Aufgaben:
1 - Entnehmen Sie dem Text über die letzte Tour des Texaners wörtlich die Passage, die mit „Der Schriftzug seines“ beginnt und bis einschließlich „Leidensfähigkeit geworden ist?“ reicht.
2 - Schreiben Sie den Text über die letzte Tour des Texaners im Anschluss an seinen letzten Satz weiter.

====== Text zur Analyse ======

Der Schriftzug seines neuen Hauptsponsors könnte Programm für den Final-Akkord des 33-Jährigen sein: Discovery Channel: Der Entdecker-Kanal. Die vor 20 Jahren gegründete Kette, die sich weltweit in mittlerweile 155 Ländern mit Dokumentar-Serien und Reportagen einen Namen gemacht hat, tritt in diesem Jahr die Nachfolge von US Postal an. Für den Texaner ist seine letzte Tour-Teilnahme und sein damit verbundenes Karriere-Ende gleichzeitig der Beginn einer großen Entdeckungsreise durch den eigenen Körper: Zu welchen Entbehrungen, zu welchen Leistungen ist ein Mensch noch fähig, der den Krebs besiegt und über Jahre hinweg zum Symbol menschlicher Willenskraft und Leidensfähigkeit geworden ist?

====== Bereitgestellte Daten ======

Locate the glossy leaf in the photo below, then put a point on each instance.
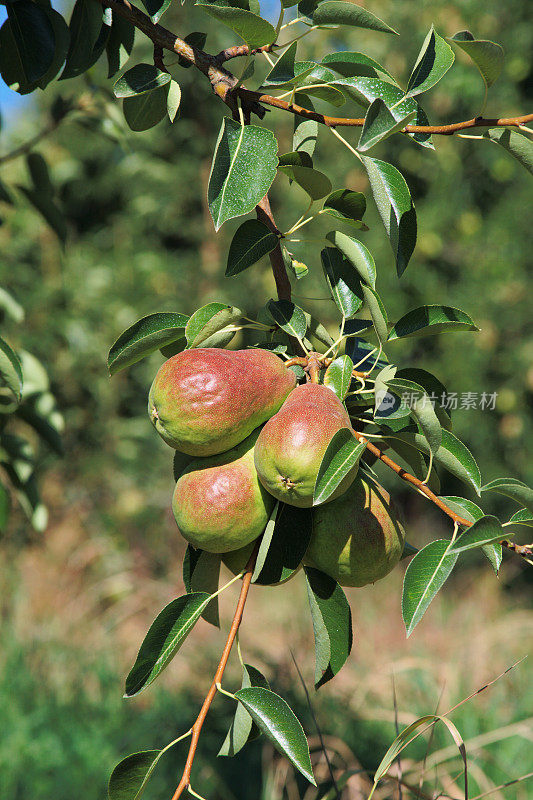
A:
(342, 455)
(286, 543)
(200, 574)
(377, 312)
(395, 207)
(10, 370)
(313, 182)
(487, 56)
(140, 79)
(251, 241)
(163, 640)
(338, 376)
(279, 724)
(430, 320)
(453, 455)
(88, 38)
(425, 575)
(518, 145)
(433, 62)
(513, 488)
(343, 281)
(332, 624)
(209, 320)
(289, 317)
(337, 12)
(351, 65)
(130, 776)
(357, 254)
(242, 725)
(345, 204)
(380, 124)
(253, 29)
(485, 531)
(144, 337)
(244, 166)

======

Antworten:
1 -
Der Schriftzug seines neuen Hauptsponsors könnte Programm für den Final-Akkord des 33-Jährigen sein: Discovery Channel: Der Entdecker-Kanal. Die vor 20 Jahren gegründete Kette, die sich weltweit in mittlerweile 155 Ländern mit Dokumentar-Serien und Reportagen einen Namen gemacht hat, tritt in diesem Jahr die Nachfolge von US Postal an. Für den Texaner ist seine letzte Tour-Teilnahme und sein damit verbundenes Karriere-Ende gleichzeitig der Beginn einer großen Entdeckungsreise durch den eigenen Körper: Zu welchen Entbehrungen, zu welchen Leistungen ist ein Mensch noch fähig, der den Krebs besiegt und über Jahre hinweg zum Symbol menschlicher Willenskraft und Leidensfähigkeit geworden ist?

2 -
Im Moment verschwende ich noch keinen Gedanken an den 24. Juli, der mich zum Privatmann machen wird. Ich bin zu sehr konzentriert auf meine letzte große Aufgabe. Ich brauche diesen Druck, um optimal vorbereitet zu sein. Diese Fähigkeit, innerhalb kürzester Zeit alles einem einzigen Ziel unterzuordnen, ist eine der Grundlagen meiner Erfolge. Dass er dabei zum ersten Mal ohne einen einzigen Saisonsieg am Samstag in Fromentine an der Atlantikküste an den Start der 92. Tour gehen wird, stört ihn nicht. Die nächsten drei Wochen zählen. Nicht das, was vorher war.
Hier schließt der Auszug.